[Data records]
☆ ☆ ☆

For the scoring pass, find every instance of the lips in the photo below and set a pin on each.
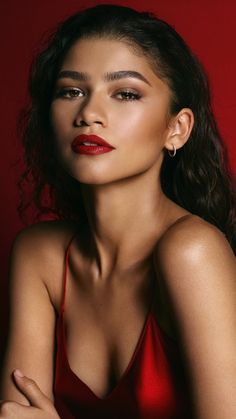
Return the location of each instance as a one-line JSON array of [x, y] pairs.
[[90, 144]]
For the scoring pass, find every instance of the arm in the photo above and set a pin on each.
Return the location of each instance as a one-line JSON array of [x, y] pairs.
[[199, 271], [32, 320]]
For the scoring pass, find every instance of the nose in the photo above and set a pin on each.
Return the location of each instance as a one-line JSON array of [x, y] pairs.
[[91, 111]]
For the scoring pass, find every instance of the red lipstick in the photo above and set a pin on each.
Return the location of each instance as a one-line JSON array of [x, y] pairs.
[[90, 144]]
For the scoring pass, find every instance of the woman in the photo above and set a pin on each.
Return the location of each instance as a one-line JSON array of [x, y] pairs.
[[137, 277]]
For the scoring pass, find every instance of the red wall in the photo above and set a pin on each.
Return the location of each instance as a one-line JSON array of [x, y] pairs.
[[207, 25]]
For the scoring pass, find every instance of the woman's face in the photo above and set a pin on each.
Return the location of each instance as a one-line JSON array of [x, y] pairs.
[[105, 89]]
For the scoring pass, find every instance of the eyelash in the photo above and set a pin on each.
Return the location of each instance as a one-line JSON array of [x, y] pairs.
[[73, 93]]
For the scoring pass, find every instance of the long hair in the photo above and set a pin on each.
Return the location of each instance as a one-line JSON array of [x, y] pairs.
[[198, 177]]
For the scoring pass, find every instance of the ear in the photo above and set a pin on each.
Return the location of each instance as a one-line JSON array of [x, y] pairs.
[[179, 129]]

☆ ☆ ☆

_EXERCISE TASK_: Pull out the lines from the one containing "For the scoring pass, find every instance of the woman's" through the end of the items, copying each one exactly as it appears.

_SOLUTION TO THIS EXERCISE_:
For the scoring pass, find every instance of the woman's face in the photo above and set a pin on each.
Return the location of each instance as a one-line JSON array of [x, y] pairs.
[[105, 89]]
For the scoring pass, find every instance of the eyelash in the photo above and set a pin on each.
Return the location of each instance as a one-line JSON array of [x, y] pairs.
[[73, 93]]
For the scoring pass, find every instance of the long hair in the photo above and set a pin on each.
Return the location of each instance as a one-line JSON array of [x, y] pairs.
[[198, 177]]
For the scoring pass, find every instance of the ear in the photo above and set a pin on each.
Return the location of each instance as a one-line JSON array of [x, y] pairs.
[[179, 129]]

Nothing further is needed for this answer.